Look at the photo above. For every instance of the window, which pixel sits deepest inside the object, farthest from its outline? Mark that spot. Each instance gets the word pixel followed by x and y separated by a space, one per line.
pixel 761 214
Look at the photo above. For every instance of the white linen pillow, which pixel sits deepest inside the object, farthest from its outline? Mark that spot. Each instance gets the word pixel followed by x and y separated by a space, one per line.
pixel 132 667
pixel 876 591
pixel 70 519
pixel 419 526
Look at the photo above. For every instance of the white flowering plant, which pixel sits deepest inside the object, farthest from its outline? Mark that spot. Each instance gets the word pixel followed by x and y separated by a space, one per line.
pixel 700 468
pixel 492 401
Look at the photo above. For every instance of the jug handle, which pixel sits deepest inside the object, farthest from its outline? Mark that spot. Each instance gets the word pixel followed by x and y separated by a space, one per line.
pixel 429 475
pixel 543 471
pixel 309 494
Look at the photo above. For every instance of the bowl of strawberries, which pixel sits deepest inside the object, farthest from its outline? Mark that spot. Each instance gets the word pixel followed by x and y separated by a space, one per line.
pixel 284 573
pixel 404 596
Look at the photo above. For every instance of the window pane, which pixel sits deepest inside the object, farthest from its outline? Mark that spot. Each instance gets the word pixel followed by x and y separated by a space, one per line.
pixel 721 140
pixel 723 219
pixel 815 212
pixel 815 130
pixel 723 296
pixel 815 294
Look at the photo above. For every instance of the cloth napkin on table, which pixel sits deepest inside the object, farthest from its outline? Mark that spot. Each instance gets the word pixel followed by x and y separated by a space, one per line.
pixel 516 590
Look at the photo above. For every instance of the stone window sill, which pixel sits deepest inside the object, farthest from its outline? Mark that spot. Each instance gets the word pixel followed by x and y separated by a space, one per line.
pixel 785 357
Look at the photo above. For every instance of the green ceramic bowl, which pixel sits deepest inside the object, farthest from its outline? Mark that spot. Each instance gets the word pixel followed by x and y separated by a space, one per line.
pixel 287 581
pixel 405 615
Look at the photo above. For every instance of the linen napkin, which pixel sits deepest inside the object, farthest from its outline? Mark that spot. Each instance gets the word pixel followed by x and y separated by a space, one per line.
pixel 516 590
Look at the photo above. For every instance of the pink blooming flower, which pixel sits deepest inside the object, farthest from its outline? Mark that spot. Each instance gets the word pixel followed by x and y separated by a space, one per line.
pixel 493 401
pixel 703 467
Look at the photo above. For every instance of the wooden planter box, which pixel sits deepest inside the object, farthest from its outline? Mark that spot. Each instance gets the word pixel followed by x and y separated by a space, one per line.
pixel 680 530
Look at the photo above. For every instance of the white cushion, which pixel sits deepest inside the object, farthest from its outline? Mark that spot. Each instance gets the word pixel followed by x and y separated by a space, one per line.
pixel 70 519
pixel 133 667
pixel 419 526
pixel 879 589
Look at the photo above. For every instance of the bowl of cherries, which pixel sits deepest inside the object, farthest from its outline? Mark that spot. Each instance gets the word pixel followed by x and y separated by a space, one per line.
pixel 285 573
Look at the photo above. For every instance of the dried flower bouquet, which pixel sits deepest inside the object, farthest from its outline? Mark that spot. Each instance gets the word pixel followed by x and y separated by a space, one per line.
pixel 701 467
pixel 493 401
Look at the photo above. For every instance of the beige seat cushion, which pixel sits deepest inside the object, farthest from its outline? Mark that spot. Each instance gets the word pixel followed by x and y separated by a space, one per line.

§ §

**What you are asked to do**
Copy out, word for word, only the lines from the one with "white cushion, which" through the last line of the material above.

**Result of the task**
Look at the photo above. For every instance of the white cushion, which pixel sits deepest inside the object, farthest from its outline? Mark that spot. Each instance gets the word pixel followed by x and y separated by a space, one per line.
pixel 70 519
pixel 133 667
pixel 419 526
pixel 879 589
Look at the photo above. For every instance of the bowl of cherries, which pixel sits deepest inside the object, farthest from its outline? Mark that spot. Each instance gets the word pixel followed by x and y separated by a space, one per line.
pixel 285 573
Look at the photo above. For every instance of the dried flower bouquet, which pixel sits deepest inside the object, farthest from its outline? Mark that spot. Each instance gets the word pixel followed by x and y separated by a space, one per line.
pixel 701 467
pixel 493 401
Look at the photo above. For every instance of the beige seat cushion, which pixel sits deepest inside the object, farthest from its outline? Mark that spot. Each instance gets the word pixel followed by x and y separated by a space, one per line.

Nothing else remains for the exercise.